_EXERCISE AIM_
Quote every one of the lines below word for word, with no changes.

-----

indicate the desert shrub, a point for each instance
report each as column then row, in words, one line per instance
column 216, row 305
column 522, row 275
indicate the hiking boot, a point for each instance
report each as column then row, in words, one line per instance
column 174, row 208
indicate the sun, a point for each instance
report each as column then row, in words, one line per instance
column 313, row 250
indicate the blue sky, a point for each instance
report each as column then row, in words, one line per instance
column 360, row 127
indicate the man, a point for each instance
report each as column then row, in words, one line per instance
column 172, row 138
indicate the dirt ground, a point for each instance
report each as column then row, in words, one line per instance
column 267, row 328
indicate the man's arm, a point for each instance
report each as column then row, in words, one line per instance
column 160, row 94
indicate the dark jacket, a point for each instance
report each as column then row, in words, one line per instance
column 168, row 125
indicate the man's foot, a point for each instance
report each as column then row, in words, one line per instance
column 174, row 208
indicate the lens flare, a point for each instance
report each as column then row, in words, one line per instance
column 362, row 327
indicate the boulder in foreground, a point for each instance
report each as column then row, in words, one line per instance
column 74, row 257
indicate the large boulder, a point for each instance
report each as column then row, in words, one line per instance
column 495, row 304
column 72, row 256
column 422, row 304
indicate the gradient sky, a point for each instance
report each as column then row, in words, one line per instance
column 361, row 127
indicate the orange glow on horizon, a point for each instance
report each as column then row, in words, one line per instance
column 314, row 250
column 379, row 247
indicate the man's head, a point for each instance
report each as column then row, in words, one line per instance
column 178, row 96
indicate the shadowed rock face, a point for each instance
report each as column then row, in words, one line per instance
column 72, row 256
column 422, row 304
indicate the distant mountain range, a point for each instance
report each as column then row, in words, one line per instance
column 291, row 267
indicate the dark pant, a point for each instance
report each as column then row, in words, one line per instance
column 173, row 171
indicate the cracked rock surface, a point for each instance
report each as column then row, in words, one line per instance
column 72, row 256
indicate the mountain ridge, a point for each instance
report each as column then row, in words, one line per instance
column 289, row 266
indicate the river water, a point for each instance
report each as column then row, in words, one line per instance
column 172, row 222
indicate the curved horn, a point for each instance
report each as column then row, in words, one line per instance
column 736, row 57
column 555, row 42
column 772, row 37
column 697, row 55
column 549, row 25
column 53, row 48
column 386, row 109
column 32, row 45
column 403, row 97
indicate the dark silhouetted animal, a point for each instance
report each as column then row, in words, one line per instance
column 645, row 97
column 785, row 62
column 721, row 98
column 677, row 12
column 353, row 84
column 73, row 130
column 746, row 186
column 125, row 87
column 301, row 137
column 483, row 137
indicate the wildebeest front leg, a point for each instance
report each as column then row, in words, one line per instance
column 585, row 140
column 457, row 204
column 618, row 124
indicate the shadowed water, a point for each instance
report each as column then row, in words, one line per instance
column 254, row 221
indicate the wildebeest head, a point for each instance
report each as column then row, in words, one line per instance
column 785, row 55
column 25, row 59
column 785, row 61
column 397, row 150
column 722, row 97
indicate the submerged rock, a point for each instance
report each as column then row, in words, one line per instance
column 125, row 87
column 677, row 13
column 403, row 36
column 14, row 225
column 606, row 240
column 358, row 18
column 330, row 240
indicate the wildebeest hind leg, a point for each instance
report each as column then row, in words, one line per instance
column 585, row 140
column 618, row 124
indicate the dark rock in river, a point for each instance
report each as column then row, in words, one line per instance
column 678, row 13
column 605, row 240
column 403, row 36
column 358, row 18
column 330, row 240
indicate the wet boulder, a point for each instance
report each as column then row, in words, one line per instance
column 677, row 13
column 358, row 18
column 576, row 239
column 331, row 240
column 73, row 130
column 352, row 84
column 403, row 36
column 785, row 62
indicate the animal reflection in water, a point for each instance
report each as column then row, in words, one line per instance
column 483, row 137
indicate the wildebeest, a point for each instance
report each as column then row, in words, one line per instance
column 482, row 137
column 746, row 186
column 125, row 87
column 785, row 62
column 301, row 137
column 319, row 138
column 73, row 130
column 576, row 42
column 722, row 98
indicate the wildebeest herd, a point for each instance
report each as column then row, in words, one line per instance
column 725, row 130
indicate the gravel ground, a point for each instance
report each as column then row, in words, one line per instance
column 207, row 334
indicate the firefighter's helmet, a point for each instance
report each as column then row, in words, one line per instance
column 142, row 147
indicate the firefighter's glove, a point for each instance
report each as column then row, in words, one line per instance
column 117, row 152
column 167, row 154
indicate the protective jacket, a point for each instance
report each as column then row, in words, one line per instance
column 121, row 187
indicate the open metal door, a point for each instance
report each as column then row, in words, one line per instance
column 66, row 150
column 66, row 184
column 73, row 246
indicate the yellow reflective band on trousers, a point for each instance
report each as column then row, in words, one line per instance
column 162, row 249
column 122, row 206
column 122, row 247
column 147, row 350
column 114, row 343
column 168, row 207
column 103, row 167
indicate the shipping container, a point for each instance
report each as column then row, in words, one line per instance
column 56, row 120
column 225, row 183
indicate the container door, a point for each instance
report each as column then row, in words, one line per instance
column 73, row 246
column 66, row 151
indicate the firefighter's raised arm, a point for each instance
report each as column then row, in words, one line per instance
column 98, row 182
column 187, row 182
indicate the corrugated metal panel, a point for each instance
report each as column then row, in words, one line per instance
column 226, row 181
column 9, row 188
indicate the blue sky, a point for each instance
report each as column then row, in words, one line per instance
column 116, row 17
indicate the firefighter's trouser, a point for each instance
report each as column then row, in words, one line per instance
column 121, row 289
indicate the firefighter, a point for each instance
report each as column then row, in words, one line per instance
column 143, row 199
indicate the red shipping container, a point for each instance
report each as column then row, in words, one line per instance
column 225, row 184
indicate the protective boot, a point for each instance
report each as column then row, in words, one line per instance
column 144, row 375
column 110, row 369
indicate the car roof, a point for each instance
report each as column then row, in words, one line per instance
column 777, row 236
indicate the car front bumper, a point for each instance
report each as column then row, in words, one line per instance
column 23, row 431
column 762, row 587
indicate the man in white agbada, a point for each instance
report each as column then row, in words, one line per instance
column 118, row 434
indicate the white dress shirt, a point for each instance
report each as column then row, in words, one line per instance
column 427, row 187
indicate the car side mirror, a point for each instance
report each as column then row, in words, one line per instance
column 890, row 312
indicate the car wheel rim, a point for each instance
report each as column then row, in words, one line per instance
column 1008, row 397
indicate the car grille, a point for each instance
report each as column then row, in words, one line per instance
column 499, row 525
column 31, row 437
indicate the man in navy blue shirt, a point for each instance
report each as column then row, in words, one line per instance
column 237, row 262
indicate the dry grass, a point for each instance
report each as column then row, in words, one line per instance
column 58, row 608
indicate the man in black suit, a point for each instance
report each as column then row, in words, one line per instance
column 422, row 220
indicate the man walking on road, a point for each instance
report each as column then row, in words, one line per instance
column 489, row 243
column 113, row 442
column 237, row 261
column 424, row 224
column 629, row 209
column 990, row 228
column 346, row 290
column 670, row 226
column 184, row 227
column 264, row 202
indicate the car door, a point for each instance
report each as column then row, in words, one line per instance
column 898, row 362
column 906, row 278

-----

_EXERCISE OUTPUT_
indicate the desert shrub, a point for each instance
report each as column then row, in words, one line per instance
column 216, row 305
column 522, row 275
indicate the hiking boot, a point for each instance
report each as column then row, in words, one line per instance
column 174, row 208
indicate the sun, a point for each instance
report each as column then row, in words, one line per instance
column 313, row 250
indicate the blue sky, a point for each instance
report each as column then row, in words, one line per instance
column 360, row 127
indicate the man, a point for each instance
report each as column then row, in words, one line per instance
column 172, row 138
indicate the dirt ground, a point for each instance
report each as column then row, in words, one line per instance
column 267, row 328
indicate the man's arm, a point for each instance
report each as column then row, in words, one line per instance
column 160, row 94
indicate the dark jacket, a point for each instance
report each as column then row, in words, one line per instance
column 168, row 125
indicate the man's foot, a point for each instance
report each as column then row, in words, one line per instance
column 174, row 208
indicate the lens flare, a point for each instance
report each as column then row, in words, one line per instance
column 362, row 327
indicate the boulder in foreground, a point for each instance
report each as column then row, in words, one line per instance
column 74, row 257
indicate the large boulder, a point for each instance
report each as column then row, in words, one line per instance
column 495, row 304
column 72, row 256
column 422, row 304
indicate the gradient sky, a point for each instance
report each as column then row, in words, one line per instance
column 361, row 127
indicate the orange glow on horizon, a point for each instance
report each as column then row, in words, one line per instance
column 314, row 250
column 379, row 247
indicate the man's head, a point for each instance
report each as column then row, in words, one line per instance
column 178, row 96
indicate the shadowed rock face, a point for each instance
report each as column then row, in words, one line per instance
column 72, row 256
column 422, row 304
indicate the distant mountain range, a point for each instance
report each as column then row, in words, one line per instance
column 291, row 267
indicate the dark pant, a point for each instance
report each as column then row, in words, one line per instance
column 173, row 171
indicate the cracked rock surface, a point for each instance
report each as column then row, in words, one line per instance
column 72, row 256
indicate the mountain ridge, a point for each instance
report each as column then row, in words, one line per instance
column 289, row 266
indicate the river water, a point for each instance
report each as column then row, in words, one line per instance
column 172, row 222
indicate the curved horn, a point for each instance
report each as column then row, in words, one line per instance
column 736, row 57
column 555, row 42
column 772, row 37
column 697, row 55
column 549, row 25
column 53, row 48
column 386, row 109
column 32, row 45
column 403, row 97
indicate the dark silhouetted animal, a point for each instance
report each as column then row, in words, one line per instance
column 645, row 97
column 785, row 62
column 721, row 98
column 677, row 12
column 353, row 84
column 73, row 130
column 746, row 186
column 125, row 87
column 301, row 137
column 483, row 137
indicate the wildebeest front leg, a point for each instance
report each as column then row, in words, one line per instance
column 585, row 140
column 457, row 204
column 618, row 124
indicate the shadowed water, a point for each instance
report each as column then row, in words, one line per instance
column 254, row 221
indicate the wildebeest head, a point for each instance
report each as column then row, in words, one line per instance
column 785, row 55
column 25, row 59
column 785, row 61
column 397, row 150
column 722, row 97
indicate the submerged rock, a point for each instance
report each as column then row, in words, one line per instance
column 125, row 87
column 677, row 13
column 403, row 36
column 14, row 225
column 606, row 240
column 358, row 18
column 330, row 240
indicate the wildebeest hind leg, a point for each instance
report each as column then row, in words, one line per instance
column 585, row 140
column 618, row 124
indicate the dark rock in river, a point for each instance
report each as column then row, in words, one line per instance
column 678, row 13
column 605, row 240
column 403, row 36
column 358, row 18
column 330, row 240
indicate the wet boulder, a point for each instance
report each as column then row, in words, one line per instance
column 677, row 13
column 358, row 18
column 576, row 239
column 331, row 240
column 73, row 130
column 352, row 84
column 403, row 36
column 785, row 62
indicate the animal reflection in water, a point for each instance
report each as column then row, in words, one line per instance
column 483, row 137
indicate the wildebeest, a point for each instance
report each as column then row, in words, one line per instance
column 482, row 137
column 746, row 186
column 125, row 87
column 785, row 62
column 301, row 137
column 319, row 138
column 73, row 130
column 576, row 42
column 722, row 98
indicate the wildebeest herd, a point for each instance
report each as column then row, in words, one line per instance
column 725, row 130
indicate the gravel ground, a point for each instance
report each as column then row, in words, one line per instance
column 207, row 334
indicate the firefighter's helmet, a point for each instance
report each as column then row, in words, one line per instance
column 142, row 147
indicate the firefighter's glove, a point for each instance
report each as column then row, in words, one line per instance
column 117, row 152
column 167, row 154
indicate the protective jacket, a point for each instance
report each as column then row, in words, one line per instance
column 121, row 187
indicate the open metal door, a point for each instance
report each as column then row, in words, one line per instance
column 66, row 150
column 66, row 184
column 73, row 246
indicate the yellow reflective band on trousers, a point for each instance
report each as column then row, in words, one line per instance
column 162, row 249
column 122, row 206
column 122, row 247
column 147, row 350
column 114, row 343
column 168, row 207
column 103, row 167
indicate the shipping container, a point for each instance
report each as column then row, in words, one line per instance
column 56, row 120
column 225, row 183
indicate the container door, a point for each instance
report each as column then row, in words, one line per instance
column 73, row 246
column 66, row 151
indicate the firefighter's raised arm, a point for each instance
report each as column then row, in words, one line per instance
column 98, row 182
column 187, row 182
indicate the corrugated metal panel, a point for each instance
report each as column then row, in words, one line per instance
column 226, row 181
column 9, row 188
indicate the blue sky, a point for each instance
report each as column then row, in words, one line per instance
column 116, row 17
indicate the firefighter's trouser, a point for each instance
report each as column then row, in words, one line per instance
column 121, row 289
indicate the firefighter, a point for each instance
report each as column then row, in words, one line per instance
column 143, row 199
indicate the red shipping container, a point for each instance
report each as column then row, in words, one line per instance
column 225, row 184
indicate the protective boot, a point for each instance
report each as column then row, in words, one line per instance
column 144, row 375
column 110, row 369
indicate the car roof, a point for each instance
report each as column then row, in words, one line per instance
column 777, row 236
indicate the car front bumper, a point for each instance
report each as column then row, in words, one line per instance
column 23, row 431
column 762, row 587
indicate the man in white agbada, a point for each instance
report each as column then row, in words, one line per instance
column 118, row 434
indicate the white dress shirt, a point for each instance
report each as column then row, in words, one line per instance
column 427, row 187
indicate the car side mirror, a point for each instance
report each as column then row, in words, one line per instance
column 890, row 312
indicate the car wheel rim, a point for each instance
report each as column then row, in words, one line per instance
column 1008, row 397
indicate the car grille, a point for each instance
report each as column then row, in words, one line per instance
column 499, row 525
column 31, row 437
indicate the man in navy blue shirt, a point for each instance
report each as column then row, in words, one line per instance
column 237, row 262
indicate the dry grass, a point for each instance
report each as column then row, in words, one line per instance
column 58, row 608
indicate the man in black suit, a point for each instance
report each as column then row, in words, one line per instance
column 422, row 220
indicate the man walking on road, a point for each instance
report each as column then row, in words, one line per instance
column 489, row 243
column 113, row 442
column 237, row 261
column 424, row 224
column 629, row 209
column 990, row 228
column 346, row 290
column 670, row 226
column 184, row 227
column 264, row 202
indicate the car door, a point for each instance
report each as column then row, in words, one line per instance
column 898, row 362
column 906, row 278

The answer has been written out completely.